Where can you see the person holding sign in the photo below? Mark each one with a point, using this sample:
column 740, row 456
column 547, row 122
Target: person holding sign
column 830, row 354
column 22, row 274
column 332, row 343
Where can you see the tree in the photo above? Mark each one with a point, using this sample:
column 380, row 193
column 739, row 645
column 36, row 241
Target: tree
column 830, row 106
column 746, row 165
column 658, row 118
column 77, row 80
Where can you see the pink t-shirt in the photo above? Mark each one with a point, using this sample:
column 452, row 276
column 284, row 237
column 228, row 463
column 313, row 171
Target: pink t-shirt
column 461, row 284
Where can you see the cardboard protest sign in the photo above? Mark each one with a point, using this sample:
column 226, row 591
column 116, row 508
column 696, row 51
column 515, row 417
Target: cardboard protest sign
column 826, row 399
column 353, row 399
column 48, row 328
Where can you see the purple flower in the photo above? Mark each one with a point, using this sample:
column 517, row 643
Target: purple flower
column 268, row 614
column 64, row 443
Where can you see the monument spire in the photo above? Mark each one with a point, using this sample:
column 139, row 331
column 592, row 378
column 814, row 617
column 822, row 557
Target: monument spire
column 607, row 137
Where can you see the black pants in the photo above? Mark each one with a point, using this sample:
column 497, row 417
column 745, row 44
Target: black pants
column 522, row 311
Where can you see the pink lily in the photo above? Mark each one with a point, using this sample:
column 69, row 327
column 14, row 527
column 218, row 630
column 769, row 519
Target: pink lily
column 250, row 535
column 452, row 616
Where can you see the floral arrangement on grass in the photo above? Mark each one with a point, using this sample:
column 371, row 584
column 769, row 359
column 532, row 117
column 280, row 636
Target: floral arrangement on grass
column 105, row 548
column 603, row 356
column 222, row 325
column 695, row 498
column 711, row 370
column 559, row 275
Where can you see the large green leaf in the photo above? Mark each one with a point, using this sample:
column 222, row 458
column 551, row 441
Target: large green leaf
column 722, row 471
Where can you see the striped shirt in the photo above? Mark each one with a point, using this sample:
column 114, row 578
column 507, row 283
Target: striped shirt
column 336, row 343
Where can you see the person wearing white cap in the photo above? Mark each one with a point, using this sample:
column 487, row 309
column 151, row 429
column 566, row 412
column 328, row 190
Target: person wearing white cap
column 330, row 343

****************************************

» DESCRIPTION OF THE TASK
Render every line of the material above as a Markdown table with two columns, No. and Line. Number the rows and leave out any blank lines.

» ANSWER FOR THIS EXERCISE
| No. | Line |
|---|---|
| 1 | Where can you see the person holding sign in the photo below? Mark each one with a point, using this sample: |
| 2 | column 740, row 456 |
| 3 | column 547, row 122 |
| 4 | Target: person holding sign |
| 5 | column 830, row 354 |
| 6 | column 22, row 274 |
| 7 | column 332, row 343 |
| 8 | Where can you see the tree in the photo above? Mark each one with a point, using this sample: |
| 9 | column 380, row 193 |
| 10 | column 739, row 645 |
| 11 | column 36, row 241 |
| 12 | Target: tree |
| 13 | column 830, row 106 |
| 14 | column 746, row 165 |
| 15 | column 658, row 118 |
| 16 | column 77, row 80 |
| 17 | Where can you see the pink t-shirt in the photo above? Mark each one with a point, using this sample: |
| 18 | column 452, row 276 |
| 19 | column 284, row 237 |
| 20 | column 228, row 463 |
| 21 | column 313, row 171 |
| 22 | Target: pink t-shirt |
| 23 | column 461, row 284 |
| 24 | Where can you see the cardboard protest sign in the photo above? Mark each one with a point, using this sample: |
| 25 | column 226, row 591 |
| 26 | column 116, row 508 |
| 27 | column 696, row 51 |
| 28 | column 515, row 417 |
| 29 | Target: cardboard protest sign |
| 30 | column 826, row 399 |
| 31 | column 353, row 399 |
| 32 | column 48, row 328 |
| 33 | Where can you see the purple flower in the photo above? Mark each one with a point, using this sample: |
| 34 | column 517, row 643 |
| 35 | Target: purple flower |
| 36 | column 268, row 614 |
| 37 | column 64, row 443 |
| 38 | Where can you see the monument spire in the photo above? Mark each one with a point, using this sample: |
| 39 | column 139, row 331 |
| 40 | column 592, row 378 |
| 41 | column 814, row 617 |
| 42 | column 822, row 557 |
| 43 | Target: monument spire |
| 44 | column 607, row 137 |
| 45 | Where can you see the black pants in the photo above? Mark each one with a point, using this sample: |
| 46 | column 497, row 417 |
| 47 | column 745, row 44 |
| 48 | Target: black pants |
| 49 | column 522, row 311 |
| 50 | Where can you see the pink lily in the photo above? Mark each one with a point, using this sample: |
| 51 | column 69, row 327 |
| 52 | column 14, row 527 |
| 53 | column 218, row 630 |
| 54 | column 769, row 519 |
| 55 | Target: pink lily |
| 56 | column 250, row 535 |
| 57 | column 452, row 616 |
| 58 | Where can you see the floral arrangement on grass in the photo above? Mark each one with a point, using this sample: |
| 59 | column 371, row 584 |
| 60 | column 769, row 359 |
| 61 | column 532, row 117 |
| 62 | column 280, row 636 |
| 63 | Target: floral arrangement on grass |
| 64 | column 105, row 548 |
| 65 | column 603, row 356 |
| 66 | column 222, row 325 |
| 67 | column 695, row 498 |
| 68 | column 711, row 370 |
| 69 | column 559, row 275 |
| 70 | Where can you see the large green leaf in the photo above? Mark each one with a point, using this sample: |
| 71 | column 222, row 458 |
| 72 | column 551, row 441 |
| 73 | Target: large green leaf |
| 74 | column 722, row 471 |
| 75 | Where can you see the striped shirt in the photo above? Mark each one with a point, using this sample: |
| 76 | column 114, row 578 |
| 77 | column 507, row 283 |
| 78 | Target: striped shirt |
| 79 | column 336, row 343 |
| 80 | Where can you see the person wearing white cap in the photo above? Mark each one with a point, using this sample: |
| 81 | column 487, row 309 |
| 82 | column 151, row 429 |
| 83 | column 566, row 412 |
| 84 | column 328, row 190 |
| 85 | Target: person wearing white cap |
| 86 | column 330, row 343 |